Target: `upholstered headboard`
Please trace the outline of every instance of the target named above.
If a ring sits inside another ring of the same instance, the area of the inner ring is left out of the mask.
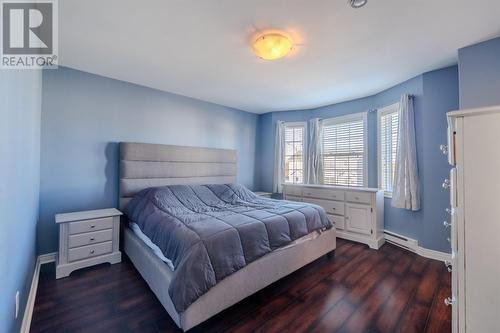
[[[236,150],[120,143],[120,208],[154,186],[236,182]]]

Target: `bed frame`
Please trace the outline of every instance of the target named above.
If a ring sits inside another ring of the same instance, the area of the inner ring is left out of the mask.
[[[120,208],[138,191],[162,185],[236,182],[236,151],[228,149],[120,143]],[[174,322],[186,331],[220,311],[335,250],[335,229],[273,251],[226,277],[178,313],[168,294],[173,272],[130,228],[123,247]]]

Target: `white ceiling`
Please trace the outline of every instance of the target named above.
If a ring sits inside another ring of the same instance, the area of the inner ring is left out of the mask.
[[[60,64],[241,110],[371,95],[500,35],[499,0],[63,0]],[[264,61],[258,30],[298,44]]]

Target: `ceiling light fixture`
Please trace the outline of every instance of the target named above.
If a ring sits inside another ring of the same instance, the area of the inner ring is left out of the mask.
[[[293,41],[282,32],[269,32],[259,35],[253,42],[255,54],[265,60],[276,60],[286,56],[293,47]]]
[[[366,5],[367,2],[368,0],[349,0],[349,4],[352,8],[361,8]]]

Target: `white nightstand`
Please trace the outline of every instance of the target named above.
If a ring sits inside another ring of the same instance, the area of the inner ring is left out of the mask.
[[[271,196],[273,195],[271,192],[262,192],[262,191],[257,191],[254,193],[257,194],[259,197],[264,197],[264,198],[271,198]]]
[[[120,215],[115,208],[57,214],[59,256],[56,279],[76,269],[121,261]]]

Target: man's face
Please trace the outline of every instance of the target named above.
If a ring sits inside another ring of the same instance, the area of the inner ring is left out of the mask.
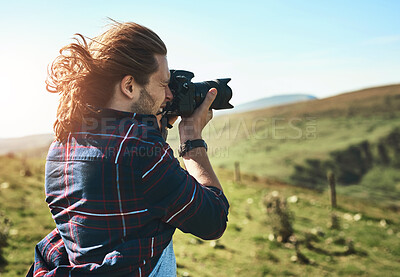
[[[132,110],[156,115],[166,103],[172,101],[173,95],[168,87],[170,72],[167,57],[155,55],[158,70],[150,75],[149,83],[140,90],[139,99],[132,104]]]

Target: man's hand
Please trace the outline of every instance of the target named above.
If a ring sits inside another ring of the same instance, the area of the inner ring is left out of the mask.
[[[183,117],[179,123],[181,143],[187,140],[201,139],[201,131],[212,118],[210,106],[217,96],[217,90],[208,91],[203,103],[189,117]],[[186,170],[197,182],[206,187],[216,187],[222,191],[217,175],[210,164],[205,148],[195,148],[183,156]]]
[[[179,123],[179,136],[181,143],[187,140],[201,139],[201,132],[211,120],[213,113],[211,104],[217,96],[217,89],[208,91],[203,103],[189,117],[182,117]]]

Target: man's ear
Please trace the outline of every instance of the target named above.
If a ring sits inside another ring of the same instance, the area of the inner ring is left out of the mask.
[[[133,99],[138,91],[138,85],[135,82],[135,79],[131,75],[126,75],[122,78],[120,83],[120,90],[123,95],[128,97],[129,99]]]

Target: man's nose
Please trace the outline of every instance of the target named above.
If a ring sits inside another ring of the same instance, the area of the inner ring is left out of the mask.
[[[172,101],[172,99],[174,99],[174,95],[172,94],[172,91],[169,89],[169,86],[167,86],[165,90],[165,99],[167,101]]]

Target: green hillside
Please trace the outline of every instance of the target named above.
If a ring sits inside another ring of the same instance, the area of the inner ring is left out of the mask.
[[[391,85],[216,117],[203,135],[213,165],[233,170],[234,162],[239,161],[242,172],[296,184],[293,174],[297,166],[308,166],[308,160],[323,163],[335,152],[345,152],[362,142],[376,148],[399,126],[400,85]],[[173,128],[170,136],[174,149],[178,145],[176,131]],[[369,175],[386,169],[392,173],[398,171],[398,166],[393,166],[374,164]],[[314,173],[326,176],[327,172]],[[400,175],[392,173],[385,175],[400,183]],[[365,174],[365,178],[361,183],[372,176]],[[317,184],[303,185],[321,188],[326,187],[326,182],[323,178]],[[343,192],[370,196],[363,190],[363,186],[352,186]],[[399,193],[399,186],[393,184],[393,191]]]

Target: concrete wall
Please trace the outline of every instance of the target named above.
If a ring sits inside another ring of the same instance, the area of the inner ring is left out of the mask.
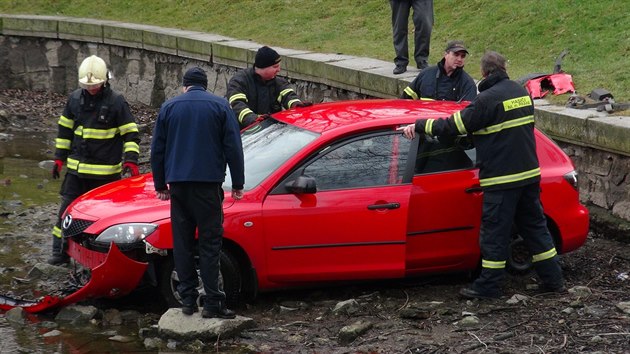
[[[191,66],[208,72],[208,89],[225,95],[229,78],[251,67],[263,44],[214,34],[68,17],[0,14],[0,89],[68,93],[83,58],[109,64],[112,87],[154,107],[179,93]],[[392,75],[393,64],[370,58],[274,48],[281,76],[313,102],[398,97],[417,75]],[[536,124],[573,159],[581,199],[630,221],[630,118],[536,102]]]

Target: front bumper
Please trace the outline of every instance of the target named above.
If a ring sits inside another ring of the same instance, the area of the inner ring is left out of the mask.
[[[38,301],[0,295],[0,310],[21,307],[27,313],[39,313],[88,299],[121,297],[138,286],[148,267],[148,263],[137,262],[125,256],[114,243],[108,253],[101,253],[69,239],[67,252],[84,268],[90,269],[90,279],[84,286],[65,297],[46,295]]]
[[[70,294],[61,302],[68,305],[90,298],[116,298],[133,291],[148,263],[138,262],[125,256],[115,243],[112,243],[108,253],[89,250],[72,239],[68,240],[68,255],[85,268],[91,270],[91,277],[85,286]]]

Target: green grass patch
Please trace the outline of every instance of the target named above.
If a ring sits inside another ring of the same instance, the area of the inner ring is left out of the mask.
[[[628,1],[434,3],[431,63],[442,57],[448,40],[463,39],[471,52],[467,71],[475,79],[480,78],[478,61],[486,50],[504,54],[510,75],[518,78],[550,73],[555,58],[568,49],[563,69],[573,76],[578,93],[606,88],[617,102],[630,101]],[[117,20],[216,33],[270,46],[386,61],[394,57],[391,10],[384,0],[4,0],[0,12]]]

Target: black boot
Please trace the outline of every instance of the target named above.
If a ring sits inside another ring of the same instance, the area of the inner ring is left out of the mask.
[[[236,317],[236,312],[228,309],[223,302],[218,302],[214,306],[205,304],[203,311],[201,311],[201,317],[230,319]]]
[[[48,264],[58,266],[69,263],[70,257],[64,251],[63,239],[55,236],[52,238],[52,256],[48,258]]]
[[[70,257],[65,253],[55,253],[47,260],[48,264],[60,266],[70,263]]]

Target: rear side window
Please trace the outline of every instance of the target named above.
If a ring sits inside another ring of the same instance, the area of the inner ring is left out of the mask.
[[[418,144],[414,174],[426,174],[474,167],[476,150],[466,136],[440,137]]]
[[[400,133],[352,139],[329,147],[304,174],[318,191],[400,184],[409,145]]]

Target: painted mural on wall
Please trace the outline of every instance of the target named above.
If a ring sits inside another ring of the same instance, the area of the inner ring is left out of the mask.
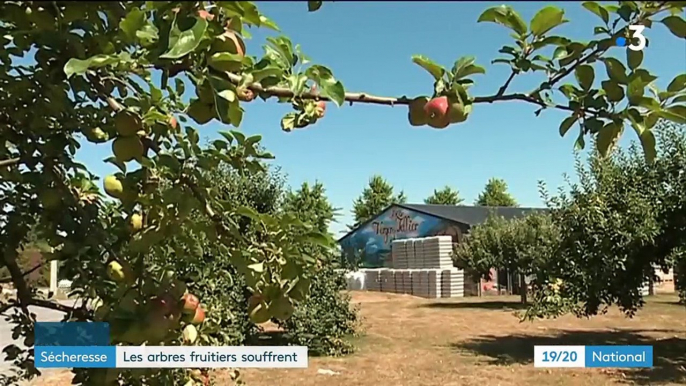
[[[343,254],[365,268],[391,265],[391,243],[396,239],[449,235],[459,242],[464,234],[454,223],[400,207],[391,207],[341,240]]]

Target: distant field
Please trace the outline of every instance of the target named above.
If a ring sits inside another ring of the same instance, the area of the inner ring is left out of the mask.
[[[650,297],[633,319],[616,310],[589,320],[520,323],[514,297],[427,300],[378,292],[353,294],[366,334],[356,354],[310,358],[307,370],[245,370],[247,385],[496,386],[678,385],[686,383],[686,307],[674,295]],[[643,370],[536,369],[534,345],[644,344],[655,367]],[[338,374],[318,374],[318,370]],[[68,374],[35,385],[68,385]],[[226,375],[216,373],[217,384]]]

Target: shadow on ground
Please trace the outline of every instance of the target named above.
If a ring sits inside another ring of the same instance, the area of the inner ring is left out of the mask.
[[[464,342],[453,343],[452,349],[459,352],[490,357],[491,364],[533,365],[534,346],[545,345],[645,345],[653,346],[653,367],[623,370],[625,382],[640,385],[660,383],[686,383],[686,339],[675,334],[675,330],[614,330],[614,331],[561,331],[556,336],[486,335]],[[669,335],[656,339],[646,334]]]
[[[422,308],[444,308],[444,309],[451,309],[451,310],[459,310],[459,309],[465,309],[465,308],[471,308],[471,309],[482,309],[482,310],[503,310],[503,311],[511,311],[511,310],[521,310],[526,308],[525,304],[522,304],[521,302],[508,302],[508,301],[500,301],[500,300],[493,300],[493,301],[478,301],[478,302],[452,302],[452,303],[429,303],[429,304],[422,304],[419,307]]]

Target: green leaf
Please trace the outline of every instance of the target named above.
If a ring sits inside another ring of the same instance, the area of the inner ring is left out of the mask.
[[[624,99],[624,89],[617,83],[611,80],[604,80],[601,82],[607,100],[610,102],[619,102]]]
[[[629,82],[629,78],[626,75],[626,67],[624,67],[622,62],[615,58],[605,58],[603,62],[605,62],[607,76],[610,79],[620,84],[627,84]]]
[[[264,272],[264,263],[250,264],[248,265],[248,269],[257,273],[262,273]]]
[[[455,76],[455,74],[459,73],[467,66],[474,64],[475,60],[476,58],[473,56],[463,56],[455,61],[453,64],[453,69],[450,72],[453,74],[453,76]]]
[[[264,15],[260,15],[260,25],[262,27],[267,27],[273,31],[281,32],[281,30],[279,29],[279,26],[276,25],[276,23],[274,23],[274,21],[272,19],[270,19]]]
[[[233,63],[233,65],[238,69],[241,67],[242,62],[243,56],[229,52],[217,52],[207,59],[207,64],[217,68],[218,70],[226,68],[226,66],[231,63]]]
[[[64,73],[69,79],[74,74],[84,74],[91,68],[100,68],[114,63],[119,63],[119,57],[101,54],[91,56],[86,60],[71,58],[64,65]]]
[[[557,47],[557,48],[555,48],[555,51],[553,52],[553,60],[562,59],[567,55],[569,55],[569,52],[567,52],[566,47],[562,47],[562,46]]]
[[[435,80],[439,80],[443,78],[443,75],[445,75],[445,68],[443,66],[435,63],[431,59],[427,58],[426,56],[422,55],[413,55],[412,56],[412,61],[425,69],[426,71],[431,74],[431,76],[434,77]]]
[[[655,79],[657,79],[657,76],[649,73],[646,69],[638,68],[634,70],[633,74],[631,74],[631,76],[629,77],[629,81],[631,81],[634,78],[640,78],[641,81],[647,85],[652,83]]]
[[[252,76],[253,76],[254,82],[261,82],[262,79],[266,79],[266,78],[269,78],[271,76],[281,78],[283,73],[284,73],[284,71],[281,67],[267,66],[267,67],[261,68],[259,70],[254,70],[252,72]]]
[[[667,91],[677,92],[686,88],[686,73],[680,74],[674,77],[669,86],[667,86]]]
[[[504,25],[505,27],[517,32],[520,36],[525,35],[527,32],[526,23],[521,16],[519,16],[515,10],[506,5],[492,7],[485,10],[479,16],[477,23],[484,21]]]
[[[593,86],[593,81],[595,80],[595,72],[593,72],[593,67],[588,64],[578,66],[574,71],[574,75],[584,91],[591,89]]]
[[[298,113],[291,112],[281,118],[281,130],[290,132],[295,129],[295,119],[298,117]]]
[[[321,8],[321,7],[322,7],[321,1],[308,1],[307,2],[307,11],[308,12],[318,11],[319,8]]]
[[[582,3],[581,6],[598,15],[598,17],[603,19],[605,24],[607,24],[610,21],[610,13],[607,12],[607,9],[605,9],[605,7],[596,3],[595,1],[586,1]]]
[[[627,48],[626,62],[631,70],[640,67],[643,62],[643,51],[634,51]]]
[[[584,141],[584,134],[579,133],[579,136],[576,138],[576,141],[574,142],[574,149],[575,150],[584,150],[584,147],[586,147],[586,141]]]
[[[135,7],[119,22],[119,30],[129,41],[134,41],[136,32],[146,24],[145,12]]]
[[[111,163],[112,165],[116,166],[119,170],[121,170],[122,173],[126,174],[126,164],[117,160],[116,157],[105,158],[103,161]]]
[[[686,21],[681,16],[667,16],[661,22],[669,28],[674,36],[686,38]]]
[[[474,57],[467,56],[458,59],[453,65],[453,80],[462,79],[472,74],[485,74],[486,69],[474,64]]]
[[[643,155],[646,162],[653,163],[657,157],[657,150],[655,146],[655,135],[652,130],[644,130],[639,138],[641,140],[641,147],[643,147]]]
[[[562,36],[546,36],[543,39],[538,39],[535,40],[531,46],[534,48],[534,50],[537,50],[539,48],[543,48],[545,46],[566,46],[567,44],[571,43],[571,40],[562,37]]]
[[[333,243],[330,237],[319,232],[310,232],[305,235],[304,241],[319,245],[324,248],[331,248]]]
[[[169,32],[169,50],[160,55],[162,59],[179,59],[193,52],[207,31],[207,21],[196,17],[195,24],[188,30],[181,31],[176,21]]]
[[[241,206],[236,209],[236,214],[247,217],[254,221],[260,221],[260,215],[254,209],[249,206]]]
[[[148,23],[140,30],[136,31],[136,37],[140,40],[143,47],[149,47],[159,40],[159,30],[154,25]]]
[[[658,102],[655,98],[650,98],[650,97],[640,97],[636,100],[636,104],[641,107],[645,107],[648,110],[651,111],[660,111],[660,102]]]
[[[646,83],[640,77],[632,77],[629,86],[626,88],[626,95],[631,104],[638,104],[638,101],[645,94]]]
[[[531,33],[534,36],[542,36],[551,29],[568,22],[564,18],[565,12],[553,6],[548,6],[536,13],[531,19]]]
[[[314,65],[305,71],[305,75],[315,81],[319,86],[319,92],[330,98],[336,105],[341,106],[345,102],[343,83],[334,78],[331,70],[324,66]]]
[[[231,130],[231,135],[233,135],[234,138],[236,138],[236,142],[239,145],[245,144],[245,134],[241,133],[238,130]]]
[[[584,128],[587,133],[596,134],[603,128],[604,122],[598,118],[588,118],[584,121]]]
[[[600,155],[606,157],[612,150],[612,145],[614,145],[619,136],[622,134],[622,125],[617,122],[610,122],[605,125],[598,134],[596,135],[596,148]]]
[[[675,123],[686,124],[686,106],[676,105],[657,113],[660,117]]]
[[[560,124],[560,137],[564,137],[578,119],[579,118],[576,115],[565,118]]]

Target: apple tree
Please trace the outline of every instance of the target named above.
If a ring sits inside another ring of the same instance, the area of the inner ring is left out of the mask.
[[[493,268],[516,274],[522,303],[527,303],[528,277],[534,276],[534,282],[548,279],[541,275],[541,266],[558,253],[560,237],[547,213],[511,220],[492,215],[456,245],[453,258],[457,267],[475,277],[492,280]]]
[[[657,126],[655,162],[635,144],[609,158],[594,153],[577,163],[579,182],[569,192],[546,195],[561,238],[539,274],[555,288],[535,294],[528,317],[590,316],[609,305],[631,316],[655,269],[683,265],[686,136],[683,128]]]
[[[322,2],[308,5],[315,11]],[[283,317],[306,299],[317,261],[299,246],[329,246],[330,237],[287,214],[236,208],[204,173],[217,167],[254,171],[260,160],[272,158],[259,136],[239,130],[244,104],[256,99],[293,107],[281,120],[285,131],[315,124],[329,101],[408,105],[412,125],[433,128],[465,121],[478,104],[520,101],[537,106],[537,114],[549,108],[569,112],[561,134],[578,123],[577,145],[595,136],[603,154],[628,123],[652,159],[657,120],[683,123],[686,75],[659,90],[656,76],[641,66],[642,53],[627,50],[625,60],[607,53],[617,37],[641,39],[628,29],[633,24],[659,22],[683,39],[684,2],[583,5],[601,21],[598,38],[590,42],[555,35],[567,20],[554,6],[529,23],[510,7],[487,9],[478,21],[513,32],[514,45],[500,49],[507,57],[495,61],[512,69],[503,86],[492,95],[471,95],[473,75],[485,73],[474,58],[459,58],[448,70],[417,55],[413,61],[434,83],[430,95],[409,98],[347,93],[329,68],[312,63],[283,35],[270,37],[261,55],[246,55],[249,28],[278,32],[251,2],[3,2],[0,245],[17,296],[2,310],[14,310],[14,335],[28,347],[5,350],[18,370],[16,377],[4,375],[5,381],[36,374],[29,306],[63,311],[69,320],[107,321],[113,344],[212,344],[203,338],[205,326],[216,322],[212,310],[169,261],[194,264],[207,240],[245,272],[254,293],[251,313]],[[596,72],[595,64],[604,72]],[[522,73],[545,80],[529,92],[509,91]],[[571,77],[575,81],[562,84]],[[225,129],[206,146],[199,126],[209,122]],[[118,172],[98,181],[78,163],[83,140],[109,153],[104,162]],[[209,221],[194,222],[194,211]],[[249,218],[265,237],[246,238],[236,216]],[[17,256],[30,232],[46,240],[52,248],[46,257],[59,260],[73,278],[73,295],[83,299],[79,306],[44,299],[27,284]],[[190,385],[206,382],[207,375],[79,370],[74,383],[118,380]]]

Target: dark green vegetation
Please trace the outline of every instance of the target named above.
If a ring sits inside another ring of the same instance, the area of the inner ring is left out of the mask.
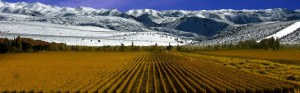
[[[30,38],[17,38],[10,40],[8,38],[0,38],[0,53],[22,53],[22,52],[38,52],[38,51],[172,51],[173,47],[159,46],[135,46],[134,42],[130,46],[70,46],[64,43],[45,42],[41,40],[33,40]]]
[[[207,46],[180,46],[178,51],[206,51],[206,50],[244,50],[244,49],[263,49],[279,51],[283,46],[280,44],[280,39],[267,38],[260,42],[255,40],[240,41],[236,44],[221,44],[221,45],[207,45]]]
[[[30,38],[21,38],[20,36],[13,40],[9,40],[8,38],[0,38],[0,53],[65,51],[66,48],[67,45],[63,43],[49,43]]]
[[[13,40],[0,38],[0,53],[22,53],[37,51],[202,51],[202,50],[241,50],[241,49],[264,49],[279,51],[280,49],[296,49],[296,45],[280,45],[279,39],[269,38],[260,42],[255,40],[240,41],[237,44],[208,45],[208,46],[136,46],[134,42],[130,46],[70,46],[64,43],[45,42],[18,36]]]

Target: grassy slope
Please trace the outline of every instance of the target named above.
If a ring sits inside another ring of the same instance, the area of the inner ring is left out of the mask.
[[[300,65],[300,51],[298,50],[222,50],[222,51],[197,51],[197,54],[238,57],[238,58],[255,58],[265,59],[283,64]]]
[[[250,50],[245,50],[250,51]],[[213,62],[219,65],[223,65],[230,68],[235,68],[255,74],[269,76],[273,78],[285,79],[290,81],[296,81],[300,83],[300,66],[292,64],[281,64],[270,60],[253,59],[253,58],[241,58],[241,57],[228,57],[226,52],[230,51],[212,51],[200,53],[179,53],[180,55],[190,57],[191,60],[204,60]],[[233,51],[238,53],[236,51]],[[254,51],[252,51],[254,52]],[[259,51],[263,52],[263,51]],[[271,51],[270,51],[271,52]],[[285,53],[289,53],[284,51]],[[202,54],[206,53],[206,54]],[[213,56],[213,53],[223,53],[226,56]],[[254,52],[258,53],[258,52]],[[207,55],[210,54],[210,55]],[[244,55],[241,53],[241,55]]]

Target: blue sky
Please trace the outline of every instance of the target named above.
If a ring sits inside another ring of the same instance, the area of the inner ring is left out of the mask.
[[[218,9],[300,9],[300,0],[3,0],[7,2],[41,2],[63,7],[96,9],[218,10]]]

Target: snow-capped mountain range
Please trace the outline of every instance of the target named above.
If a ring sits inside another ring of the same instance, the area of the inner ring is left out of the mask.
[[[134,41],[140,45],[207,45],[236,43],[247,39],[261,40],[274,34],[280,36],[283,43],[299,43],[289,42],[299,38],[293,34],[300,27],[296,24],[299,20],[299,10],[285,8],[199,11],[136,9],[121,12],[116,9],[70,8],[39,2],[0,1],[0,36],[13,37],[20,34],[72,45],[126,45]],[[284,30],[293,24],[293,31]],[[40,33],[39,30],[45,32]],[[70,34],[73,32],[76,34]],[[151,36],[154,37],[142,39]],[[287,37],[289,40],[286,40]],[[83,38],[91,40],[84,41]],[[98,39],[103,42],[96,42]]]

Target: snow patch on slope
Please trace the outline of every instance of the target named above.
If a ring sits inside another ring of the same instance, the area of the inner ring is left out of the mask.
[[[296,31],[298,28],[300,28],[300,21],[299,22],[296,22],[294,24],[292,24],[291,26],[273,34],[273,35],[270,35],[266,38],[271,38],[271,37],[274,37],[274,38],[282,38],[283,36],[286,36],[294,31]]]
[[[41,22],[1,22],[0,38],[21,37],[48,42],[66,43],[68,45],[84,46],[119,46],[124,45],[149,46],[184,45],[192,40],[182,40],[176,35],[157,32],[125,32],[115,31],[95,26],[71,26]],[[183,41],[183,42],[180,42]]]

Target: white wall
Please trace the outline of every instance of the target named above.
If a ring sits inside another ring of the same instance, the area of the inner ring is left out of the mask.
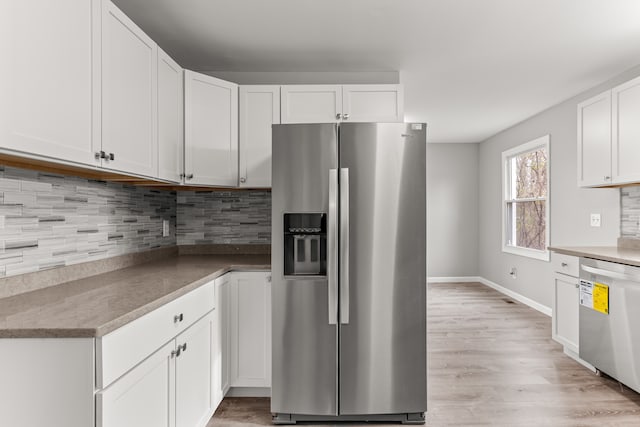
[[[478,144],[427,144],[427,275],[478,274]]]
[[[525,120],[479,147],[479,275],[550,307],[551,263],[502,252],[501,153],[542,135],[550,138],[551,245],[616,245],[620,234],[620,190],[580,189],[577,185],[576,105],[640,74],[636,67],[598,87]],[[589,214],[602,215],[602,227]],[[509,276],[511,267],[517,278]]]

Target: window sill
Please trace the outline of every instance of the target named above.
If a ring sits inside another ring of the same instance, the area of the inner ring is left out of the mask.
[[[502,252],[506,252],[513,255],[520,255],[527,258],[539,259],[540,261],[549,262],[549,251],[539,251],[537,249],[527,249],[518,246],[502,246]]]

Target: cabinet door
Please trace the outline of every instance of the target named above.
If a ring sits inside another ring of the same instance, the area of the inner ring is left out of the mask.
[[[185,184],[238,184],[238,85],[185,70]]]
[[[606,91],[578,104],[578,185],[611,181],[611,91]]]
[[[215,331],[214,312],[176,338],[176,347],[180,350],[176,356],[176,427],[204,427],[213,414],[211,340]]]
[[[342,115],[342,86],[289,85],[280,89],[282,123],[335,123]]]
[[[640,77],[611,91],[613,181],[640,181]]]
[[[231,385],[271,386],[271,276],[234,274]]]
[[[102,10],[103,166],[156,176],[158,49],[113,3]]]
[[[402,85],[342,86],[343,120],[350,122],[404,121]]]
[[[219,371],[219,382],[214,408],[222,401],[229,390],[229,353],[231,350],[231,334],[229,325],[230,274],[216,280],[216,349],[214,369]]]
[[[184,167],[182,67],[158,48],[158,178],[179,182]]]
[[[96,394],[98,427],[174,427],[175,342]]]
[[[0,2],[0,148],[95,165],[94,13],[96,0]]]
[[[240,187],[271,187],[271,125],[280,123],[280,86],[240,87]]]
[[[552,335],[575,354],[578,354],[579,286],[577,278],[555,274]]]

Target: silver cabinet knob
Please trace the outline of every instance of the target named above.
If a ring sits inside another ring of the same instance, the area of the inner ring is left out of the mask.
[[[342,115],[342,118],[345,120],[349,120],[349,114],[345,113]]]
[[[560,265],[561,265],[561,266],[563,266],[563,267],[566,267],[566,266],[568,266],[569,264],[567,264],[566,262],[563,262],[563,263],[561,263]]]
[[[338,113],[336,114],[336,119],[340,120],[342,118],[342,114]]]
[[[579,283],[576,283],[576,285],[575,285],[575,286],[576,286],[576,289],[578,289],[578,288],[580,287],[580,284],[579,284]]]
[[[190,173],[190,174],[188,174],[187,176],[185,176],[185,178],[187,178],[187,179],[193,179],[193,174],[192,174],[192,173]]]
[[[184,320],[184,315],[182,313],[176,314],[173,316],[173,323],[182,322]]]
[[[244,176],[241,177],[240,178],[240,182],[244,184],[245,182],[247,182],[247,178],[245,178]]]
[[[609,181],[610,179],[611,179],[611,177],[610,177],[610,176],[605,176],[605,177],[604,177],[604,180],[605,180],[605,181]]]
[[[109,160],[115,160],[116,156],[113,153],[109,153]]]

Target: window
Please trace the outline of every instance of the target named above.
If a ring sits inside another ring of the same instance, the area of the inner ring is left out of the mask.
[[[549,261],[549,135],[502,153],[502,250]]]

========================================================================

* **Task to carry out**: Your task is to copy each line of the listing that holds the word "window".

* **Solution for this problem**:
Target: rear side window
Target: window sill
Target: window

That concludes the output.